Consigne écrite 1:
Reproduisez le passage de l'extrait sur le crédit et le pouvoir absolu, en commençant à « Les institutions de » et en terminant à « tous les autres. ».
Consigne écrite 2:
Répondez à ces questions sur l'extrait consacré au crédit et au pouvoir absolu :
(a) De quoi le crédit est-il l'expression ?
(b) Quelles conditions faut-il pour que la confiance supplée le capital ?
(c) À quoi le monopole du pouvoir mène-t-il inévitablement ?
Consigne écrite 3:
Écrivez la suite du texte sur le crédit et le pouvoir absolu, en partant de sa dernière phrase.

Les institutions de crédit ne sont pas compatibles avec le pouvoir absolu. Si elles n’existaient pas au moment où ce régime s’établit, elles ne pourraient plus naître ; car le crédit est l’expression de la confiance, et pour que la confiance supplée le capital, il faut des conditions de sécurité et de liberté, des garanties en un mot que le despotisme n’apporte à personne. Quand elles existent au moment où s’élève cette domination sans frein comme sans contrôle, elles déclinent bientôt et voient leur clientelle s’éloigner. Le pouvoir absolu tend d’ailleurs à les envahir, et, dès que l’occasion s’en présente, à les absorber. Le monopole du pouvoir mène inévitablement à tous les autres.

Enregistrements présentés:
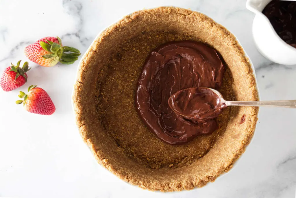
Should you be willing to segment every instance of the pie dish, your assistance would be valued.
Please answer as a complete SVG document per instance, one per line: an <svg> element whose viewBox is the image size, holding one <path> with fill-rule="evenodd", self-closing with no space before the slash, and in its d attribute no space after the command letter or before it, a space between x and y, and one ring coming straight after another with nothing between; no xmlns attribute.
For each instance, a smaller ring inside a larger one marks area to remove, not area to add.
<svg viewBox="0 0 296 198"><path fill-rule="evenodd" d="M150 190L190 190L213 181L244 152L257 121L258 107L228 107L217 118L218 129L176 146L145 126L134 101L143 64L160 45L183 40L202 42L218 52L226 68L219 91L226 99L258 100L252 66L235 37L205 15L182 8L125 17L98 36L78 66L73 100L83 140L99 164Z"/></svg>

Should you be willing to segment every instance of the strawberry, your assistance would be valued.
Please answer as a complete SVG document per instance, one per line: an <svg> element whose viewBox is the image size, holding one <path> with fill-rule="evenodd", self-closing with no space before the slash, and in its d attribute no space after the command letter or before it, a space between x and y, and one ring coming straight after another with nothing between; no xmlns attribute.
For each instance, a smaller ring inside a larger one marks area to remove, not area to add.
<svg viewBox="0 0 296 198"><path fill-rule="evenodd" d="M20 91L18 96L24 100L17 100L15 103L17 104L23 103L25 109L31 113L51 115L55 111L54 103L46 91L37 86L31 85L29 87L28 94Z"/></svg>
<svg viewBox="0 0 296 198"><path fill-rule="evenodd" d="M20 67L21 61L15 66L11 63L11 66L4 70L0 80L0 86L4 91L9 91L21 87L27 82L28 76L26 73L31 69L29 68L27 62L24 63L22 68Z"/></svg>
<svg viewBox="0 0 296 198"><path fill-rule="evenodd" d="M64 53L67 52L73 53ZM25 48L25 54L27 58L44 67L54 66L59 61L63 64L72 64L78 59L81 54L75 48L63 47L62 40L57 37L44 38Z"/></svg>

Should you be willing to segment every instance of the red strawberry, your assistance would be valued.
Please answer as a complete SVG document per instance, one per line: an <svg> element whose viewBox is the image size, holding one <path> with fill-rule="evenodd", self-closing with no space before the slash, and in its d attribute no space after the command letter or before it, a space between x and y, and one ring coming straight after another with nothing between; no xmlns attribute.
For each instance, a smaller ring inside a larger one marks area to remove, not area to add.
<svg viewBox="0 0 296 198"><path fill-rule="evenodd" d="M73 52L70 53L66 52ZM61 39L48 37L37 41L25 48L25 54L34 63L44 67L52 67L59 62L70 64L78 59L81 54L75 48L64 46Z"/></svg>
<svg viewBox="0 0 296 198"><path fill-rule="evenodd" d="M27 94L20 92L19 97L23 100L17 100L17 104L23 104L25 109L33 113L51 115L55 111L55 107L46 92L37 85L31 85L28 88Z"/></svg>
<svg viewBox="0 0 296 198"><path fill-rule="evenodd" d="M28 76L26 73L31 68L29 64L25 62L22 68L20 67L21 61L15 66L11 63L11 66L7 67L2 74L0 80L0 85L4 91L9 91L21 87L27 82Z"/></svg>

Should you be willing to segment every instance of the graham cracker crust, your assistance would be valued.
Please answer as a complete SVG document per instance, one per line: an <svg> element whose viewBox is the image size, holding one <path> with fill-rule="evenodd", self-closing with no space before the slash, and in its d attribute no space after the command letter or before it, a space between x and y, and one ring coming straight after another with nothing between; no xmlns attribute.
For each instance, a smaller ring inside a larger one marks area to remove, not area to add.
<svg viewBox="0 0 296 198"><path fill-rule="evenodd" d="M105 30L83 58L75 85L77 124L98 162L150 190L189 190L213 181L244 152L257 120L257 107L229 107L218 118L219 129L178 146L148 129L134 107L138 78L152 49L182 40L202 42L219 53L226 67L219 91L226 99L258 100L251 66L235 37L203 14L174 7L136 12Z"/></svg>

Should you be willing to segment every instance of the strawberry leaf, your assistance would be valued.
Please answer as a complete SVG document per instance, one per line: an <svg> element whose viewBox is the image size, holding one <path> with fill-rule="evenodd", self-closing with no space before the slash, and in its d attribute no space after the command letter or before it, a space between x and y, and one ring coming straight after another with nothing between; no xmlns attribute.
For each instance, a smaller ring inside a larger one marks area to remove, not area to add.
<svg viewBox="0 0 296 198"><path fill-rule="evenodd" d="M26 73L29 70L29 63L26 61L24 63L24 65L22 66L22 70L24 70L25 73Z"/></svg>
<svg viewBox="0 0 296 198"><path fill-rule="evenodd" d="M59 43L61 45L62 45L62 40L61 40L61 39L59 38L59 37L57 37L57 40L59 41Z"/></svg>
<svg viewBox="0 0 296 198"><path fill-rule="evenodd" d="M17 68L20 66L20 61L22 61L20 60L18 61L17 63L17 66L16 67Z"/></svg>
<svg viewBox="0 0 296 198"><path fill-rule="evenodd" d="M30 85L29 87L29 88L28 88L28 92L30 91L30 90L32 89L33 89L37 86L37 85Z"/></svg>
<svg viewBox="0 0 296 198"><path fill-rule="evenodd" d="M57 54L45 54L42 56L42 57L46 59L50 58L53 57L55 57L57 56Z"/></svg>
<svg viewBox="0 0 296 198"><path fill-rule="evenodd" d="M78 60L78 57L75 56L73 57L62 56L62 58L63 61L68 62L75 61L77 61Z"/></svg>
<svg viewBox="0 0 296 198"><path fill-rule="evenodd" d="M67 46L63 47L63 49L64 52L71 52L74 53L80 53L80 51L76 48Z"/></svg>
<svg viewBox="0 0 296 198"><path fill-rule="evenodd" d="M48 43L50 45L52 45L52 44L54 43L54 42L52 41L50 41L47 40L47 39L45 39L45 40L48 42Z"/></svg>
<svg viewBox="0 0 296 198"><path fill-rule="evenodd" d="M23 98L24 97L25 97L25 96L26 95L26 94L24 92L22 91L20 91L20 95L19 95L19 96L21 96L20 97L21 98Z"/></svg>
<svg viewBox="0 0 296 198"><path fill-rule="evenodd" d="M62 63L63 64L65 64L66 65L70 65L71 64L74 63L75 62L75 61L69 62L67 61L63 61L62 60L61 60L59 61L59 62L61 63Z"/></svg>
<svg viewBox="0 0 296 198"><path fill-rule="evenodd" d="M15 101L15 103L16 103L17 104L20 104L22 103L23 102L23 100L17 100Z"/></svg>
<svg viewBox="0 0 296 198"><path fill-rule="evenodd" d="M65 53L63 53L62 57L75 57L76 56L79 56L81 54L81 53L73 53L71 54L67 54Z"/></svg>
<svg viewBox="0 0 296 198"><path fill-rule="evenodd" d="M12 66L10 67L10 70L9 70L9 71L13 71L15 72L17 72L17 68L15 68L15 67L14 66Z"/></svg>
<svg viewBox="0 0 296 198"><path fill-rule="evenodd" d="M55 53L61 48L61 45L57 43L54 43L50 47L50 51Z"/></svg>
<svg viewBox="0 0 296 198"><path fill-rule="evenodd" d="M43 49L48 52L50 52L50 45L43 41L40 42L40 45Z"/></svg>
<svg viewBox="0 0 296 198"><path fill-rule="evenodd" d="M19 76L20 74L18 73L17 73L17 74L15 75L15 80L17 80L17 78Z"/></svg>

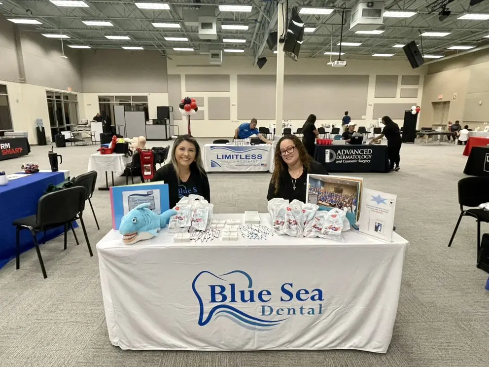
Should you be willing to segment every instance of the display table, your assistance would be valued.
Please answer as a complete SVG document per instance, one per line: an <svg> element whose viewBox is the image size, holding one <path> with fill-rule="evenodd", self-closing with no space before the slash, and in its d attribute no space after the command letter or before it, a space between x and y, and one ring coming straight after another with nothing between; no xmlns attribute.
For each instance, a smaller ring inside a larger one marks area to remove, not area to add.
<svg viewBox="0 0 489 367"><path fill-rule="evenodd" d="M31 146L27 138L0 139L0 160L17 158L31 152Z"/></svg>
<svg viewBox="0 0 489 367"><path fill-rule="evenodd" d="M388 172L387 146L316 145L314 159L330 172Z"/></svg>
<svg viewBox="0 0 489 367"><path fill-rule="evenodd" d="M112 185L114 184L114 174L120 176L126 169L126 165L132 161L132 157L126 157L122 153L112 153L111 154L101 154L97 152L91 154L88 159L87 172L96 171L97 182L100 182L105 177L105 187L99 187L99 190L108 190L108 178L107 173L110 172L112 176Z"/></svg>
<svg viewBox="0 0 489 367"><path fill-rule="evenodd" d="M472 176L489 177L489 147L473 147L467 159L463 173Z"/></svg>
<svg viewBox="0 0 489 367"><path fill-rule="evenodd" d="M269 225L268 214L260 215ZM240 219L216 214L215 219ZM385 353L409 244L351 230L345 241L286 236L97 245L108 335L123 349L359 349Z"/></svg>
<svg viewBox="0 0 489 367"><path fill-rule="evenodd" d="M274 149L268 144L206 144L204 167L208 172L271 172Z"/></svg>
<svg viewBox="0 0 489 367"><path fill-rule="evenodd" d="M37 201L48 185L58 184L64 180L63 172L39 172L9 181L5 186L0 186L0 205L2 208L0 216L0 268L15 257L15 227L12 222L19 218L35 214ZM45 239L47 241L54 238L64 231L63 226L48 230ZM42 238L41 233L37 239ZM21 252L34 247L29 231L21 231L20 239Z"/></svg>
<svg viewBox="0 0 489 367"><path fill-rule="evenodd" d="M470 137L467 141L465 148L463 149L463 155L469 155L473 147L487 147L488 144L489 144L489 138Z"/></svg>

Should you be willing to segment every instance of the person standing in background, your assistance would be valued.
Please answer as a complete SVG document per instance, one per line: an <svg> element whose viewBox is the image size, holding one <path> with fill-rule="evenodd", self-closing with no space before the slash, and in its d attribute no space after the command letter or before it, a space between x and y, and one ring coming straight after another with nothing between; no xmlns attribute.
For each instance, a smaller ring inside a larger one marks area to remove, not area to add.
<svg viewBox="0 0 489 367"><path fill-rule="evenodd" d="M348 125L351 121L351 117L348 115L348 111L345 111L345 116L343 116L343 119L342 121L341 124L343 126L344 130L346 128L345 125Z"/></svg>
<svg viewBox="0 0 489 367"><path fill-rule="evenodd" d="M302 144L311 157L314 159L314 150L315 149L315 139L319 136L314 123L316 115L311 113L302 125Z"/></svg>
<svg viewBox="0 0 489 367"><path fill-rule="evenodd" d="M373 144L374 142L380 140L385 136L387 139L387 151L389 155L390 170L399 171L401 169L399 166L399 161L401 160L399 152L401 151L401 145L402 144L401 131L399 128L399 125L392 121L388 116L384 116L382 117L382 123L385 125L382 130L382 133L370 141L369 144Z"/></svg>

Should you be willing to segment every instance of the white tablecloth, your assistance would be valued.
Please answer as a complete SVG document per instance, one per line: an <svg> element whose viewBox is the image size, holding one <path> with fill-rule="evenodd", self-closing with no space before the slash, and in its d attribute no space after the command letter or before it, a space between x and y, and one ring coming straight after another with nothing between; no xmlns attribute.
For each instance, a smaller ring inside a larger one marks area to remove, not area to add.
<svg viewBox="0 0 489 367"><path fill-rule="evenodd" d="M110 341L133 350L385 353L409 244L395 233L388 244L344 236L175 243L164 229L126 246L111 231L97 245Z"/></svg>
<svg viewBox="0 0 489 367"><path fill-rule="evenodd" d="M88 159L87 172L96 171L97 181L105 181L105 172L113 172L115 176L122 175L126 165L132 160L132 157L126 157L121 153L101 154L97 152L91 154Z"/></svg>
<svg viewBox="0 0 489 367"><path fill-rule="evenodd" d="M204 167L208 172L273 172L272 146L206 144Z"/></svg>

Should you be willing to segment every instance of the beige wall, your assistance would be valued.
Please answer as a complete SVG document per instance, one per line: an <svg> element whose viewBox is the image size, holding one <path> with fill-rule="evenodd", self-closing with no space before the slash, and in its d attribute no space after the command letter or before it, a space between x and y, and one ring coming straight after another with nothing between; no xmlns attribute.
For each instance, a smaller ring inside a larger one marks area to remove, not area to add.
<svg viewBox="0 0 489 367"><path fill-rule="evenodd" d="M484 122L489 121L489 50L441 61L428 67L419 126L432 125L433 102L447 101L450 103L449 121L459 120L470 128L479 126L483 129ZM439 96L442 98L439 99Z"/></svg>

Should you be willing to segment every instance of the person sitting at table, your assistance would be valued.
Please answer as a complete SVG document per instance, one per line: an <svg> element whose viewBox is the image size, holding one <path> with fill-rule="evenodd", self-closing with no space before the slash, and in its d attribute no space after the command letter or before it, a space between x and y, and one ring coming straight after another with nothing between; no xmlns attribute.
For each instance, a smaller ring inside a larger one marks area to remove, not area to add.
<svg viewBox="0 0 489 367"><path fill-rule="evenodd" d="M463 128L457 133L458 139L458 145L466 145L467 141L469 140L469 125L466 125Z"/></svg>
<svg viewBox="0 0 489 367"><path fill-rule="evenodd" d="M234 139L247 139L253 135L256 135L259 139L267 144L270 143L265 137L262 135L258 129L256 128L258 121L256 118L252 118L249 123L244 122L236 128L234 132Z"/></svg>
<svg viewBox="0 0 489 367"><path fill-rule="evenodd" d="M305 203L308 174L328 174L322 165L313 160L300 140L291 134L280 138L274 161L275 167L267 195L269 200L281 197Z"/></svg>
<svg viewBox="0 0 489 367"><path fill-rule="evenodd" d="M172 161L156 171L152 182L168 184L171 209L190 194L200 195L210 202L209 180L204 169L199 144L191 135L180 135L173 144Z"/></svg>
<svg viewBox="0 0 489 367"><path fill-rule="evenodd" d="M401 151L401 145L402 141L401 139L401 130L399 125L392 121L388 116L382 117L382 123L385 125L382 133L379 136L374 138L370 141L369 144L373 144L374 142L380 140L384 136L387 139L387 151L389 155L389 162L390 163L390 171L399 171L401 169L399 164L401 160L399 152ZM395 164L395 168L394 165Z"/></svg>
<svg viewBox="0 0 489 367"><path fill-rule="evenodd" d="M361 144L363 140L362 137L353 137L353 135L356 134L355 131L355 123L350 122L348 124L348 128L345 130L342 134L341 137L343 140L349 144Z"/></svg>
<svg viewBox="0 0 489 367"><path fill-rule="evenodd" d="M302 125L302 144L306 147L306 150L312 158L314 158L314 149L315 148L315 139L319 136L316 126L316 115L311 113Z"/></svg>

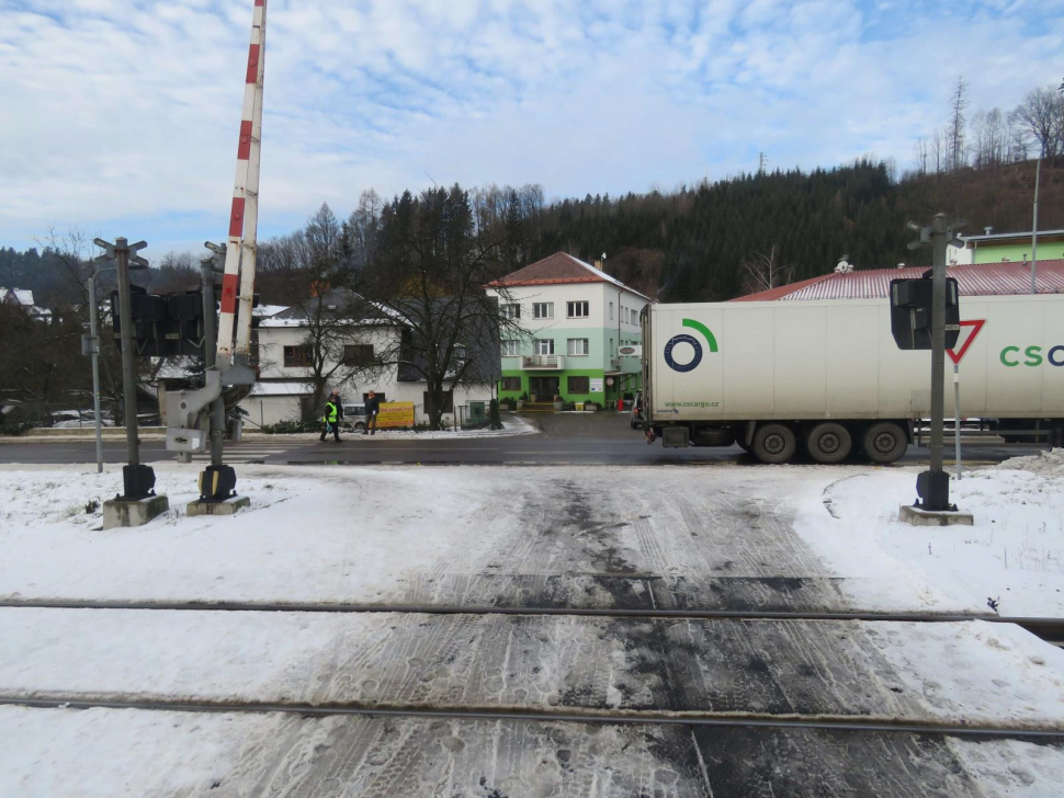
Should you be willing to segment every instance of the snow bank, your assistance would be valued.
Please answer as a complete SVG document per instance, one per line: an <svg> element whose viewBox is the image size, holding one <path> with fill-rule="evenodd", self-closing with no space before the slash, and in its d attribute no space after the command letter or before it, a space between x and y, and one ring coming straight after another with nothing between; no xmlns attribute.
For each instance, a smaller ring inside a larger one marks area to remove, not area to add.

Résultat final 1:
Les institutions de crédit ne sont pas compatibles avec le pouvoir absolu. Si elles n’existaient pas au moment où ce régime s’établit, elles ne pourraient plus naître ; car le crédit est l’expression de la confiance, et pour que la confiance supplée le capital, il faut des conditions de sécurité et de liberté, des garanties en un mot que le despotisme n’apporte à personne. Quand elles existent au moment où s’élève cette domination sans frein comme sans contrôle, elles déclinent bientôt et voient leur clientelle s’éloigner. Le pouvoir absolu tend d’ailleurs à les envahir, et, dès que l’occasion s’en présente, à les absorber. Le monopole du pouvoir mène inévitablement à tous les autres.

Résultat final 2:
(a) De la confiance.
(b) Des conditions de sécurité et de liberté.
(c) À tous les autres monopoles.

Résultat final 3:
Cela devait arriver particulièrement en Russie. Là, le gouvernement peut être tenté à chaque instant de prendre en main une initiative que la nation déserte, ou dont elle n’a pas la pensée. Pierre le Grand, en travaillant à la grandeur du peuple russe, ne l’a pas associé à sa propre réforme : il en a fait les automates du progrès. La métamorphose, au lieu d’éclore sous l’influence de la persuasion et de l’exemple, s’est accomplie en quelque sorte par ordre, et conserve encore aujourd’hui le caractère d’un acte d’autorité. Il y a peut-être dans la race slave moins de spontanéité et de génie inventif que d’esprit d’imitation. L’habitude a d’ailleurs façonné les Russes à dépendre du gouvernement en toutes choses. Si la personnalité individuelle et l’esprit d’association avaient jamais existé dans l’empire, il y a longtemps que ces deux forces, ne trouvant plus où se prendre, auraient donné leur démission.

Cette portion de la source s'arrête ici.